> **Selected text**:
· · · ·

German Retail, Food Workers Set for Coordinated Strike Wave as Wage Talks Sour
02.07.2026 - 19:25:35 | boerse-global.de
Unions are piling pressure on employers across several industries ahead of a planned day of walkouts that will shut down stores and disrupt production in seven German states on Friday.
The service-sector union Verdi has called for widespread warning strikes on July 3, with rallies scheduled in Berlin, Hamburg, Dortmund, Hannover, Braunschweig, Oldenburg and Wiesbaden. Workers from Rewe, Edeka, Kaufland, H&M and IKEA are expected to take part. The central demand: a 7 percent pay raise — at least 225 euros more per month — for a contract duration of twelve months.
Employers in the retail sector have so far offered 2.4 percent from November 2026 and a further 2 percent from August 2027, spread over two years. Verdi has rejected those terms as insufficient.
Preceding the Friday actions, workers in Baden-Württemberg walked out on Thursday. Stores including Kaufland, Primark, H&M and IKEA in Freiburg remained closed all day. Verdi is demanding 300 euros more per month for employees and an extra 150 euros for apprentices in that state. The employers' latest offer of 2 percent from October 2026 and 1.5 percent from July 2027 fell far short of expectations.

· · · ·

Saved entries
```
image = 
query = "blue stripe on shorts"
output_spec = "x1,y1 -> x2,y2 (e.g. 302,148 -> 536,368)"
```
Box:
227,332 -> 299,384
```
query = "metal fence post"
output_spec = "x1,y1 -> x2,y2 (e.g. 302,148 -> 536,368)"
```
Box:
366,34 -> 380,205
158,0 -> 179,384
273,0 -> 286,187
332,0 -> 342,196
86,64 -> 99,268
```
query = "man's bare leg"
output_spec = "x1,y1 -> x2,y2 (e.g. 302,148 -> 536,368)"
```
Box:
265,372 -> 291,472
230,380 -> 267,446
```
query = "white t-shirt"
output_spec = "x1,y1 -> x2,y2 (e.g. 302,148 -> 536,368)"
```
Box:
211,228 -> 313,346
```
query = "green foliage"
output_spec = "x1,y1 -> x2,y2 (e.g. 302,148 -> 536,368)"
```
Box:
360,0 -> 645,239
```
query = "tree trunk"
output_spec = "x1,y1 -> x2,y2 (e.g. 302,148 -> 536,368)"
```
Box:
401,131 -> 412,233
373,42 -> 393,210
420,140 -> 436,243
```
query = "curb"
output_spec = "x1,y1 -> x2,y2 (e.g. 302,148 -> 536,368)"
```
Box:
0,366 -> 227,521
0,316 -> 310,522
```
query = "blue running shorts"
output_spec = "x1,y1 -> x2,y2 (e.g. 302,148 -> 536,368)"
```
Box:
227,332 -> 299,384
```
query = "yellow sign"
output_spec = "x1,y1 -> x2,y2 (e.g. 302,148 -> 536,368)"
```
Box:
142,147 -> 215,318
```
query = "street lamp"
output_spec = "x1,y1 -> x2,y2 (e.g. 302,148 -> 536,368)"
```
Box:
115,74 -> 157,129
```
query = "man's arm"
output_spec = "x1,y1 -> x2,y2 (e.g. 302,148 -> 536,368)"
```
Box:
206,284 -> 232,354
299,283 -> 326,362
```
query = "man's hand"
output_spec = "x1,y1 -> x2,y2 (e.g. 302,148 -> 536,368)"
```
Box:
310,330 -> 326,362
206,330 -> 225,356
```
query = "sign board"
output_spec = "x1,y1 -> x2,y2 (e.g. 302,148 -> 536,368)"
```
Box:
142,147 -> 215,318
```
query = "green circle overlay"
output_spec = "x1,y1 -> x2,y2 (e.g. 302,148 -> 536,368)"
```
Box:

· · · ·

> **What to do**:
1. Check each statement against the article on the German strike wave and say whether it agrees: (a) Verdi's central demand is a 7 percent raise for a twelve-month contract; (b) retail employers have offered 3 percent from November 2026; (c) the Freiburg stores that closed on Thursday reopened later that day. For each, give yes or no along with the words from the article that settle it, quoted exactly.
2. From the article on the German strike wave, extract the passage beginning at "German Retail, Food" up to and including "of twelve months.", copied word for word.
3. Extend the article on the German retail and food strikes, picking up right after its final sentence.

> **Answers to the problems**:
1.
(a) Yes: "a 7 percent pay raise — at least 225 euros more per month — for a contract duration of twelve months."
(b) No: "Employers in the retail sector have so far offered 2.4 percent from November 2026"
(c) No: "Stores including Kaufland, Primark, H&M and IKEA in Freiburg remained closed all day."

2.
German Retail, Food Workers Set for Coordinated Strike Wave as Wage Talks Sour
02.07.2026 - 19:25:35 | boerse-global.de
Unions are piling pressure on employers across several industries ahead of a planned day of walkouts that will shut down stores and disrupt production in seven German states on Friday.
The service-sector union Verdi has called for widespread warning strikes on July 3, with rallies scheduled in Berlin, Hamburg, Dortmund, Hannover, Braunschweig, Oldenburg and Wiesbaden. Workers from Rewe, Edeka, Kaufland, H&M and IKEA are expected to take part. The central demand: a 7 percent pay raise — at least 225 euros more per month — for a contract duration of twelve months.

3.
In North Rhine-Westphalia, Verdi turned down an improved employer proposal on Wednesday affecting some 700,000 workers. Further strikes in Germany's most populous state now appear likely. The union's bargaining committee noted that wages had risen by 14 percent over the past contract periods — but argues that the current offers fail to keep pace with inflation.
Parallel conflicts are playing out in the food and pharmaceutical sectors. The food-workers union NGG called a warning strike on Thursday for 2,500 employees at Dr. Oetker in Bielefeld and Oerlinghausen. The union is demanding a 5.7 percent pay increase for twelve months; the company has offered just 2 percent. The next round of negotiations is set for July 8.
Meanwhile, several hundred workers in the pharmaceutical wholesale trade walked off the job on Wednesday in Lower Saxony and Bremen. Affected sites included GEHE in Delmenhorst, Phoenix in Oldenburg, and AHD in Bremen and Harsum. Verdi is pushing for a 7 percent raise — at least 250 euros — while employers offered increases of 1.8 percent this year and 1.6 percent next year. The union rejected that outright.